* **Challenge**: Copy the data from the line that contains "Target: dark branch in background" to its last line, exactly, including both of those lines and leaving out everything before.

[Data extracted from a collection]
+===+
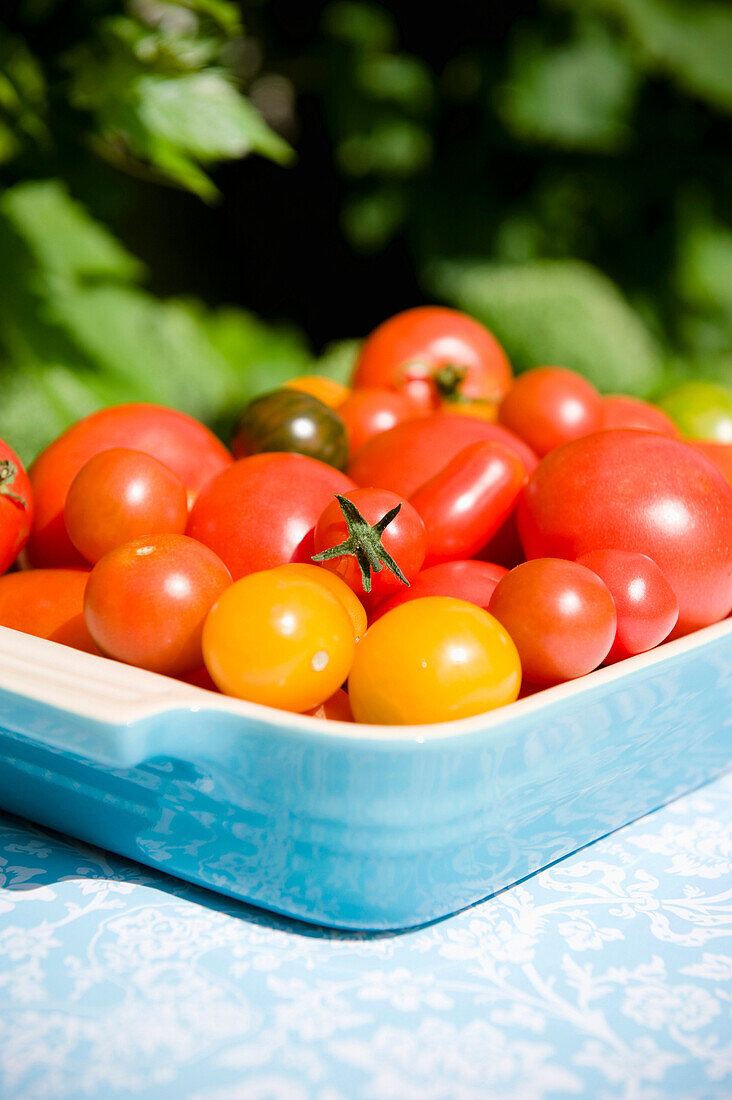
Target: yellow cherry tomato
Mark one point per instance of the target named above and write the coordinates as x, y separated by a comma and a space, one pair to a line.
279, 639
433, 660
335, 584
328, 391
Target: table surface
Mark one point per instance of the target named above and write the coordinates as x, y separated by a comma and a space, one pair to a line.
609, 975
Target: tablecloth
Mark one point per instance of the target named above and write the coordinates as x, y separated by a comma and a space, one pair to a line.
608, 975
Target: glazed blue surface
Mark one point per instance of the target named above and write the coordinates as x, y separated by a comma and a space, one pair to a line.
361, 833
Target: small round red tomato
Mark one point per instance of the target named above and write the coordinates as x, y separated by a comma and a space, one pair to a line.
456, 352
279, 639
407, 455
549, 406
146, 601
260, 512
642, 492
560, 616
179, 442
472, 581
119, 495
645, 603
433, 660
622, 411
15, 506
367, 413
47, 603
373, 539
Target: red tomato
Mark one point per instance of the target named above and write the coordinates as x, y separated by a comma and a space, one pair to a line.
642, 492
146, 602
451, 349
468, 502
397, 547
407, 455
260, 512
15, 506
560, 616
119, 495
549, 406
622, 411
645, 603
367, 413
47, 603
472, 581
176, 440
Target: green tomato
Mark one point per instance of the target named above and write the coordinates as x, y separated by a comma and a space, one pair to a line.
700, 409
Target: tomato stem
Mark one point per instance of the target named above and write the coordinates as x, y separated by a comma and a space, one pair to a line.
364, 543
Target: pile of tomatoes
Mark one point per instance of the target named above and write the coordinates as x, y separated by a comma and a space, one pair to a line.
421, 547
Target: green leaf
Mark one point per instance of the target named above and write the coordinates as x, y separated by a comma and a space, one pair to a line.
557, 311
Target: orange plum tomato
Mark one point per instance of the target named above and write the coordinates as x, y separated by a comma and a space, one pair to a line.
119, 495
279, 639
146, 601
260, 512
179, 442
47, 603
560, 616
432, 660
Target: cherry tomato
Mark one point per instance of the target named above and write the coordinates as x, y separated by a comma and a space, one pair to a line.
368, 413
146, 601
15, 506
622, 411
380, 537
459, 354
47, 603
642, 492
433, 660
119, 495
560, 616
645, 603
468, 502
407, 455
179, 442
279, 639
472, 581
338, 587
549, 406
261, 512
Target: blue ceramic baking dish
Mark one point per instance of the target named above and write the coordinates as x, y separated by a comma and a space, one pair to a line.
353, 826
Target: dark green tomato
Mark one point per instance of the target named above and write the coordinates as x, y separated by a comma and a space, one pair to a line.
291, 420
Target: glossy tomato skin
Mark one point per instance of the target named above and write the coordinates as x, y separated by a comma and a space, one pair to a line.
472, 581
469, 501
260, 512
404, 458
179, 442
560, 616
432, 660
15, 506
279, 639
404, 539
145, 602
549, 406
434, 337
641, 492
645, 603
120, 495
47, 603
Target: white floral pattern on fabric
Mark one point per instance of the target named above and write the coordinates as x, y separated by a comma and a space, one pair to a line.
607, 976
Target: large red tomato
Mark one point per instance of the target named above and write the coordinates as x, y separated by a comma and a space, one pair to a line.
407, 455
444, 345
176, 440
643, 492
260, 512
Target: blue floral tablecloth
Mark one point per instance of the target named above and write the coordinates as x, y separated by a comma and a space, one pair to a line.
607, 976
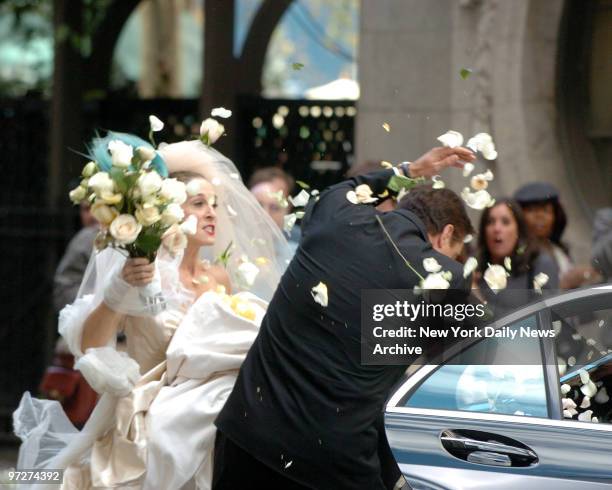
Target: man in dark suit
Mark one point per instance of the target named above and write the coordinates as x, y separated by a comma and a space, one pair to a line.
305, 413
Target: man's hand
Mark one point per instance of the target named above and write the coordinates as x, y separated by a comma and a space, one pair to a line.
437, 159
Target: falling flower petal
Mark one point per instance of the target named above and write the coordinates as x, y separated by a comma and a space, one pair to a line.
190, 225
231, 212
221, 112
431, 265
539, 281
289, 222
479, 182
193, 188
468, 168
246, 273
496, 277
477, 200
451, 139
586, 402
602, 396
469, 266
508, 264
589, 389
435, 280
155, 123
568, 403
319, 294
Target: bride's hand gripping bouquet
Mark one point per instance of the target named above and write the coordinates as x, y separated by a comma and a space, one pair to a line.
137, 205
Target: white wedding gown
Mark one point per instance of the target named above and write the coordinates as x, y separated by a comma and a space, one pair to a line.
151, 431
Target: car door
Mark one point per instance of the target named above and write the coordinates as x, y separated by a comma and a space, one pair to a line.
470, 426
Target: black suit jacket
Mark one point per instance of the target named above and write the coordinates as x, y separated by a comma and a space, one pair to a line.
303, 403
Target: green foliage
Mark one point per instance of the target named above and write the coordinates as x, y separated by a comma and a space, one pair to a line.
399, 182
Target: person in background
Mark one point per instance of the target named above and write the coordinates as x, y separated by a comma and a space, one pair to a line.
546, 221
271, 186
61, 381
503, 234
602, 243
73, 263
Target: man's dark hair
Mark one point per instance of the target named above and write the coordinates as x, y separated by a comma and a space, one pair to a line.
438, 208
268, 174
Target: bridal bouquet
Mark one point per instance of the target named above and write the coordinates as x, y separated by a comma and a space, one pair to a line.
137, 205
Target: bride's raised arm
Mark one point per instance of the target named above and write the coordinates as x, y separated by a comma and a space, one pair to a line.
102, 323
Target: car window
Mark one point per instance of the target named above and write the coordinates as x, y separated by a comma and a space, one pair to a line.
494, 387
584, 352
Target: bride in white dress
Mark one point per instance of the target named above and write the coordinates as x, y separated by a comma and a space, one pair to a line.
153, 425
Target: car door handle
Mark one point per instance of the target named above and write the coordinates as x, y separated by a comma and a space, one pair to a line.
462, 446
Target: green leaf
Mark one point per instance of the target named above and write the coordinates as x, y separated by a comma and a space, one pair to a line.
118, 177
465, 73
399, 182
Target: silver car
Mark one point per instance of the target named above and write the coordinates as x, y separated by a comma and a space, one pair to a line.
462, 425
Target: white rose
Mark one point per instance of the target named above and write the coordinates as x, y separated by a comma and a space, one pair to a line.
101, 182
125, 229
496, 277
190, 225
468, 168
121, 153
246, 273
451, 139
319, 294
172, 214
110, 197
221, 112
173, 190
174, 240
149, 183
77, 194
145, 153
211, 130
155, 123
89, 169
300, 200
103, 213
147, 214
469, 266
435, 280
431, 265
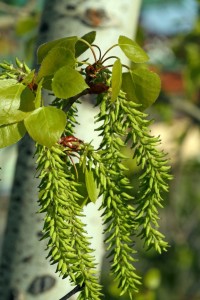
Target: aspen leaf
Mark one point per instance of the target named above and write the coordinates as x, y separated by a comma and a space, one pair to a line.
45, 125
54, 60
132, 50
141, 86
80, 46
16, 102
11, 134
67, 83
67, 43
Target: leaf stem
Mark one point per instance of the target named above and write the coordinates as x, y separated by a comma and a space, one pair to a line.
115, 45
84, 41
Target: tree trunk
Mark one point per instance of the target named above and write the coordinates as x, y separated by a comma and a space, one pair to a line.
24, 271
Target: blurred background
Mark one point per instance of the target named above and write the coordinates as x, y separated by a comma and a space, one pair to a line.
170, 32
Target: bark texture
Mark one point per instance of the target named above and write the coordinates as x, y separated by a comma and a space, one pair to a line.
25, 274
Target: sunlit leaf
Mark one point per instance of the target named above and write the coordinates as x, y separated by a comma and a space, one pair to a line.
67, 43
80, 46
45, 125
5, 83
16, 102
11, 133
116, 79
141, 86
54, 60
67, 83
132, 50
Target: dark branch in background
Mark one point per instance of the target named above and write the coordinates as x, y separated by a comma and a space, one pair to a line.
187, 108
77, 289
69, 102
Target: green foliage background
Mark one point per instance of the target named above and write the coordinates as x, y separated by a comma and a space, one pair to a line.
175, 274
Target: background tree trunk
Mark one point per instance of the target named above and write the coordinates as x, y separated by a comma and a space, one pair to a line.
24, 271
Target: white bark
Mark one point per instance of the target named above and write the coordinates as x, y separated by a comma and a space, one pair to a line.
25, 274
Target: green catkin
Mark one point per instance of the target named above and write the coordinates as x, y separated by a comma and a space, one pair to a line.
68, 243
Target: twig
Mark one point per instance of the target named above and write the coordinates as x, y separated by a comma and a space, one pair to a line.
69, 102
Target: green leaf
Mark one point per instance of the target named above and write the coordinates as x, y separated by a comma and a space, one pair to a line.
45, 125
54, 60
132, 50
91, 186
67, 83
116, 79
67, 43
80, 46
5, 83
29, 78
16, 102
11, 134
141, 86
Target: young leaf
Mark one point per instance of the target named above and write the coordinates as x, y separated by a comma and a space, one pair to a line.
67, 83
11, 134
16, 102
29, 77
91, 186
54, 60
6, 83
141, 86
67, 43
116, 79
132, 50
80, 46
45, 125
+===+
* **Full solution**:
Target: dark branch in background
Mark one point per instance of the target named above and write the coordinates as x, y separated by a comma and a space, one pair to a line.
187, 108
77, 289
69, 102
Target: green foliage background
Mark one point per instance of the target named above and write the coordinates as x, y separated by a comma and a space, one pair to a line.
175, 274
Target: background tree trunk
Mark one point per instance of the target named above and write the coordinates as x, y separated by a comma and a space, one pair to a line.
24, 271
Target: white bark
Mark one point per instance of the target named above and write the coordinates as x, y separated by a comma and a space, one pair to a line.
25, 274
Target: green catkin
Mark one point per instance of the target named above and write the coordinates as x, y separated by a comma and a space, one pair to a line.
68, 243
Target: twig
Mark one point per instance of the target named above and write the coordinates as x, y separated by a comma and a space, one pair to a line.
69, 102
Target: green leaf
Mark one point per instance of the target named above and write the coordinates as x, y separated by a comma and a space, one pair to a line.
45, 125
54, 60
132, 50
91, 186
67, 83
116, 79
67, 43
80, 46
5, 83
29, 78
16, 102
11, 134
141, 86
Target: young leaf
Mark one point per instance of the target named above and write the coordinates as x, y separated by a comma and a space, one pair to a line.
67, 83
11, 134
16, 102
29, 77
91, 186
54, 60
6, 83
141, 86
67, 43
116, 79
132, 50
80, 46
45, 125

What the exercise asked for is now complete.